Dataset entries:
%%
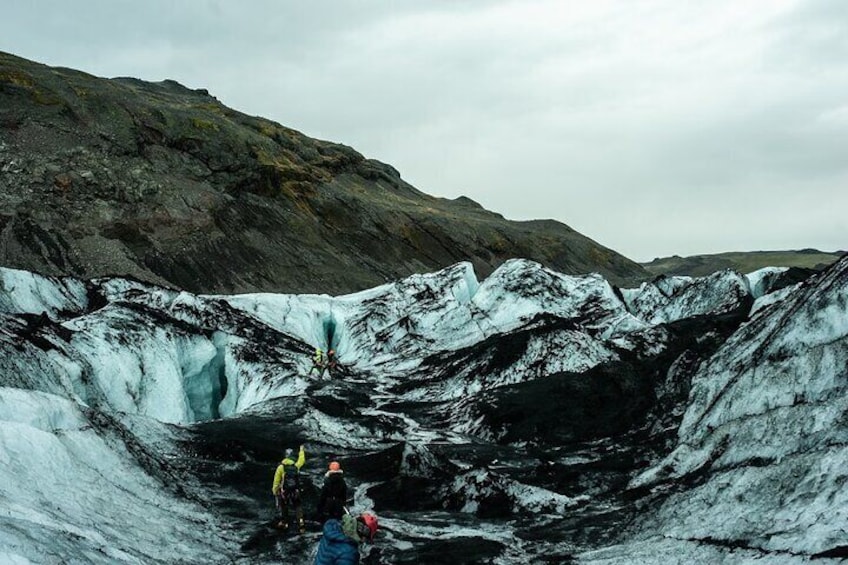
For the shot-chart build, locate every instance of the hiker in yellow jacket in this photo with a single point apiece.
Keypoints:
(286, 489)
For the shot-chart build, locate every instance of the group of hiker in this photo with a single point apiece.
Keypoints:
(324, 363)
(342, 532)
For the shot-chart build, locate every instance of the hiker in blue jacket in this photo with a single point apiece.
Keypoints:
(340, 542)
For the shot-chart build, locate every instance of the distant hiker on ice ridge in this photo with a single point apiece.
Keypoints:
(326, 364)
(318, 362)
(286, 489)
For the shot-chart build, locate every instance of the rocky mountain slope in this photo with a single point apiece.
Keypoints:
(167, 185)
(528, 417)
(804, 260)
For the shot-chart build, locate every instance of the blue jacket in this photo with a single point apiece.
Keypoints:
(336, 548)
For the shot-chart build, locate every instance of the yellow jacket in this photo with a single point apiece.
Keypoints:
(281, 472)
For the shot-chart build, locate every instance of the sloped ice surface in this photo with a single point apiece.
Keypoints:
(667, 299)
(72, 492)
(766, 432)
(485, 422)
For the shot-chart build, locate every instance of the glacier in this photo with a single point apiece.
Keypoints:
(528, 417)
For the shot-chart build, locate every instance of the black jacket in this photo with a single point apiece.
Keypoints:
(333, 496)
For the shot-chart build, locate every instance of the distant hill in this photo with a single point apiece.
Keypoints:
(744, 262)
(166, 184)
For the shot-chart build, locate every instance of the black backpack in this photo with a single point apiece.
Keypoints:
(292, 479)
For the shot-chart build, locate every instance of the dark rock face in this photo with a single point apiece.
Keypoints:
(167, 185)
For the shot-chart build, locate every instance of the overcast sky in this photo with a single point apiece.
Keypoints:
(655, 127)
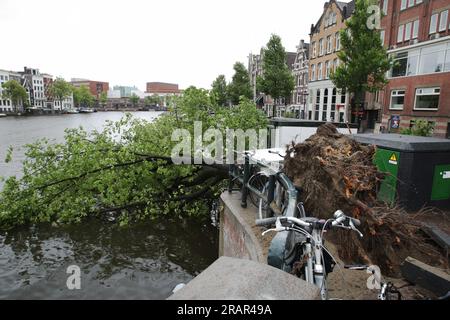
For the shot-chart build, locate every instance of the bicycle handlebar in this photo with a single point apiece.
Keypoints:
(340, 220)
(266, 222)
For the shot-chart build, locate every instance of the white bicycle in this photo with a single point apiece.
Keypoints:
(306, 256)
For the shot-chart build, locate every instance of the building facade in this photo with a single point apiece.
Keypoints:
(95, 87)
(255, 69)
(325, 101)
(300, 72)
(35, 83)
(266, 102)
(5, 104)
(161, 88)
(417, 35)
%%
In the entries above, how many lines contain the word "yellow"? Provide the number alone.

■ EXERCISE RESPONSE ■
2